**Task prompt**
Rewrite the records below, swapping every "mushroom cap" for "fungus cap" and leaving all other text as it is.

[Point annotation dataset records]
* Begin *

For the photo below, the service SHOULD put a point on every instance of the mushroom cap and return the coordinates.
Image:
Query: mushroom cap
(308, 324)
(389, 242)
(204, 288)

* End *

**Reply**
For the photo below, the service SHOULD put a point on every instance of the fungus cap and return the coordinates.
Image:
Query: fungus cap
(308, 324)
(389, 242)
(204, 288)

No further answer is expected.